[EXERCISE PROMPT] Retype the entries starting at the line that contains "Check that every instance of the parked" and ending at the line that contains "[[86, 436]]", with both of those lines included.

[SUPPLIED INFORMATION]
----------------
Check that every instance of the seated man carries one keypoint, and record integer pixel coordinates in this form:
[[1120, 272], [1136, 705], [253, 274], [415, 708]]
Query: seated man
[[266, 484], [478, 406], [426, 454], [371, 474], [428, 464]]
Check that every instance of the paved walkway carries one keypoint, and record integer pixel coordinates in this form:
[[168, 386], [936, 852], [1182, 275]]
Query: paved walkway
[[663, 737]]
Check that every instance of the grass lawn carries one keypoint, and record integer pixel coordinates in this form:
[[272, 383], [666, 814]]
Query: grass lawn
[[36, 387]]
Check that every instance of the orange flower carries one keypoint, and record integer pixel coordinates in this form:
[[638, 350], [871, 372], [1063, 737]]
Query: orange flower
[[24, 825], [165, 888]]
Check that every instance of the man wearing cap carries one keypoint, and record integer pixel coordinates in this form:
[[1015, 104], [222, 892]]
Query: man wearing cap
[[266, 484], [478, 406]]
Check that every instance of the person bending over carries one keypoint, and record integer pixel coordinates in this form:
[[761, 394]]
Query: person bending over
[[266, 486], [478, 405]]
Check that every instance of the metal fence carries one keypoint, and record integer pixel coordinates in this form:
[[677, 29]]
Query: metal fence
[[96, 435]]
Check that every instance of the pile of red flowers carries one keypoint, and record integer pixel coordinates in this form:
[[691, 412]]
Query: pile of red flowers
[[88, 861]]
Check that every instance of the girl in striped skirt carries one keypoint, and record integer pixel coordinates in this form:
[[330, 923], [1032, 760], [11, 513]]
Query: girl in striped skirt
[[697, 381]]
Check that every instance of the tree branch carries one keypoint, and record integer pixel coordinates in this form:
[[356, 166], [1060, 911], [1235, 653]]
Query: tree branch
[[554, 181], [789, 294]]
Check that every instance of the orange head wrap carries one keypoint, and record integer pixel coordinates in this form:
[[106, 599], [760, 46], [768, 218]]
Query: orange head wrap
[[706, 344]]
----------------
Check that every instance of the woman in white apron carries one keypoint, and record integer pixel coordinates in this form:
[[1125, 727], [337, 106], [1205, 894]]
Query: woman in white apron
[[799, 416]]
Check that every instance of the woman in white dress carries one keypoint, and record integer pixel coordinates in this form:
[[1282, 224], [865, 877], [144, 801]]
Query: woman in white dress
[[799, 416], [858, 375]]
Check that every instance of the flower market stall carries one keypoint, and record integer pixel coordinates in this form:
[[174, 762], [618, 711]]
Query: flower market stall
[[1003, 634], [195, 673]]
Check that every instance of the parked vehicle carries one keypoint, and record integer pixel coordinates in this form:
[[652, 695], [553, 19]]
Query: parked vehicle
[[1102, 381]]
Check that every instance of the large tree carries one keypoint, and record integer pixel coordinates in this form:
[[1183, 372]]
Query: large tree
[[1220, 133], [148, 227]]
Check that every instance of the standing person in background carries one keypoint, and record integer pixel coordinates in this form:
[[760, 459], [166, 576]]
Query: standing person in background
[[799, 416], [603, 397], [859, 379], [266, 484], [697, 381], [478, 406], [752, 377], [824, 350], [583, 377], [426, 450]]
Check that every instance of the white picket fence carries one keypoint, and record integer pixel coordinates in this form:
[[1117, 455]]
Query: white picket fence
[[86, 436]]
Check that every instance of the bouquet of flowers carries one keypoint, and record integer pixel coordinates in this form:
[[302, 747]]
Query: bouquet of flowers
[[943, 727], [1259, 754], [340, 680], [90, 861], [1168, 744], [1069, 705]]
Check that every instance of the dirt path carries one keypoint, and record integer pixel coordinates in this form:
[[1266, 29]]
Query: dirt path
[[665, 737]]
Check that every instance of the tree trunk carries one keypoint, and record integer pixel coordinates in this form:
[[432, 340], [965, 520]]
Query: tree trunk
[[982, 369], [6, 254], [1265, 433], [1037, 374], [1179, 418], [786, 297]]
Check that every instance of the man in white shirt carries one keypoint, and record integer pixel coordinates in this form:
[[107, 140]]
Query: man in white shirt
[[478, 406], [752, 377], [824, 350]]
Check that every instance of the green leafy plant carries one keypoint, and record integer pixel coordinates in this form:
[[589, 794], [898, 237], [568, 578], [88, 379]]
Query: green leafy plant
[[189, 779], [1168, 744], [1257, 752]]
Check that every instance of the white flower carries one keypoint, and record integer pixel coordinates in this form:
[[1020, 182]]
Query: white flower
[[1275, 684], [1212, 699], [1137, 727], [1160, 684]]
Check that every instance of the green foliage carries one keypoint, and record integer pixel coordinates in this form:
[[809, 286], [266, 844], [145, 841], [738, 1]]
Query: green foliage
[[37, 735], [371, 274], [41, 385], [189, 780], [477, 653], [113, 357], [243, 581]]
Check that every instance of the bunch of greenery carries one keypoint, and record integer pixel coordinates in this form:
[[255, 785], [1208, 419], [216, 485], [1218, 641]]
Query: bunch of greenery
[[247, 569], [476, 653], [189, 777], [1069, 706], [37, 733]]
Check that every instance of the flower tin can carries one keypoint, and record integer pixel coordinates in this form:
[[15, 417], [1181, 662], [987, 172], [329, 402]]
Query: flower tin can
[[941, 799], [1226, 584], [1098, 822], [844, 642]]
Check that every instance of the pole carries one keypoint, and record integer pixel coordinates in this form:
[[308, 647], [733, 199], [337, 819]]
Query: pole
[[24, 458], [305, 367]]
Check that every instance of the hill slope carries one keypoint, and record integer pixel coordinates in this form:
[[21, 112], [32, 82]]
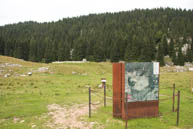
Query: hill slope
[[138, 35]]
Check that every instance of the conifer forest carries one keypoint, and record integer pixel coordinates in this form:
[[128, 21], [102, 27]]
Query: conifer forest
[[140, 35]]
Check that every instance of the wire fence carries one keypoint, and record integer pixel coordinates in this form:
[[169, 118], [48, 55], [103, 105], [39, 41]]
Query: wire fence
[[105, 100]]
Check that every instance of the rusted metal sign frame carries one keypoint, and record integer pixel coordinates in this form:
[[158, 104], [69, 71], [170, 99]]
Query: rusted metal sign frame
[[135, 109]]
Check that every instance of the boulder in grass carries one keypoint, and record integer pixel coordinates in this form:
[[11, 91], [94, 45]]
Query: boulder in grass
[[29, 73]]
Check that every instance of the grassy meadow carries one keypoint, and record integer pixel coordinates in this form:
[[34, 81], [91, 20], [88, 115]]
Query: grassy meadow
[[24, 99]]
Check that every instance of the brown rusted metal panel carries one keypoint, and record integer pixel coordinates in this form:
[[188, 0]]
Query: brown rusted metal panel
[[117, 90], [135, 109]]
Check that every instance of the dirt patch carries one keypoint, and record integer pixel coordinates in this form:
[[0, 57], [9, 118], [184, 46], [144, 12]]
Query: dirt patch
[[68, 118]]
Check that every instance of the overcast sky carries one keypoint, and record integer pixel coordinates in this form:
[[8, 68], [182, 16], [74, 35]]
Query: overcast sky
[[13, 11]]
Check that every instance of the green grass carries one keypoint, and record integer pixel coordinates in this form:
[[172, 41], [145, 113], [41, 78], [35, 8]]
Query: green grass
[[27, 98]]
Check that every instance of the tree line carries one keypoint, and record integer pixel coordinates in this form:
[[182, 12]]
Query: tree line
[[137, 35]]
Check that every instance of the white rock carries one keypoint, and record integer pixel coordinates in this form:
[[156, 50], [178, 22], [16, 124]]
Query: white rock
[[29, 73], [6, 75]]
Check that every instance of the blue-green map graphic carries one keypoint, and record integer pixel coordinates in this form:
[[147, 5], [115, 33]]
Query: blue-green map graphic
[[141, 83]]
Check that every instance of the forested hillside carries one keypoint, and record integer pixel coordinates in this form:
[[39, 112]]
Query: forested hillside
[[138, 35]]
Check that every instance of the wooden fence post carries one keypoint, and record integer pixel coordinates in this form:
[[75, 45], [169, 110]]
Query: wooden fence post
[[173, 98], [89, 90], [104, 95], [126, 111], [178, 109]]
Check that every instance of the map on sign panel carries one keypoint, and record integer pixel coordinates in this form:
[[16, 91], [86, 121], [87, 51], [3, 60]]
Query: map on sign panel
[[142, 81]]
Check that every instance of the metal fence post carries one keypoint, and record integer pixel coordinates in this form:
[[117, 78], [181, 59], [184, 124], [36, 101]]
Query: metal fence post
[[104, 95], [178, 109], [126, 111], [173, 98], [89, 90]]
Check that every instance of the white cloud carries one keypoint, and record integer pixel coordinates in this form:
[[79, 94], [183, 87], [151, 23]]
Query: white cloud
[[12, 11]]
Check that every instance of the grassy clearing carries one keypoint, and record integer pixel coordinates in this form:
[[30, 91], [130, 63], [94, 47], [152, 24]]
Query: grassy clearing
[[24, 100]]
----------------
[CORRECT ANSWER]
Check that every instance of the parked vehicle carries one keypoint, and record integer pixel coordinates in this form:
[[652, 695], [553, 19]]
Query: parked vehicle
[[1102, 381]]
Check that every instance of the large tree carries one keypoint, and record integer pixel coordinates in this form:
[[1183, 372]]
Query: large tree
[[1220, 133], [148, 227]]
Check that every instance of the standing person in background carries one keypoint, and record integer pixel coordinates in this form:
[[760, 459], [166, 576]]
Query: standing person in background
[[799, 416], [603, 397], [859, 379], [266, 484], [697, 381], [478, 406], [752, 377], [824, 350], [583, 377], [426, 450]]
Check that every instance of the white picket fence carries one keypoint, and record integer pixel coordinates in this form:
[[1117, 455]]
Query: white picket fence
[[86, 436]]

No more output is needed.